Problem to solve: Format these records as a numbered list, leaving out any blank lines, and don't include the pictures in your answer.

Record list:
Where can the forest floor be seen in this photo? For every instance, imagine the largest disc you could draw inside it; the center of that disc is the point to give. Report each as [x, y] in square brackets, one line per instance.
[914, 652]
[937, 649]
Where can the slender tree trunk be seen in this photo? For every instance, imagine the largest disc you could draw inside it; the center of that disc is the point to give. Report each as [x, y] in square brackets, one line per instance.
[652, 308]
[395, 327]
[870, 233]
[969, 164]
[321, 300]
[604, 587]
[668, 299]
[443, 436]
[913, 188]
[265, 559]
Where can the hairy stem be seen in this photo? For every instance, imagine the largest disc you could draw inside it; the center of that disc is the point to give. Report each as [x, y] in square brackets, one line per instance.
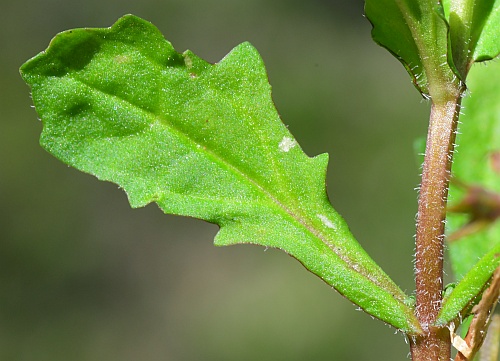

Exercise output:
1. Where can the forest floor be seen in this photo? For every instance, imagine the largest disc you could draw inside it; the center of that disc is the point to give. Report each as [x, y] in square brackets, one line per instance.
2. [914, 652]
3. [937, 649]
4. Where can the slender tree trunk be seen in this photo? For every instance, imagine the largest disc you could draw inside it; the center of that disc is the point to give. Report each as [x, y] in square brackets, one line per instance.
5. [652, 308]
6. [395, 327]
7. [870, 233]
8. [969, 164]
9. [321, 300]
10. [604, 587]
11. [668, 299]
12. [443, 436]
13. [913, 188]
14. [265, 559]
15. Where can the hairy stem be seen in this photo? For every instance, imagine the largest disc you could draw inside it; the center of that disc is the point to give. Report each as [x, y] in square brackets, one line per instance.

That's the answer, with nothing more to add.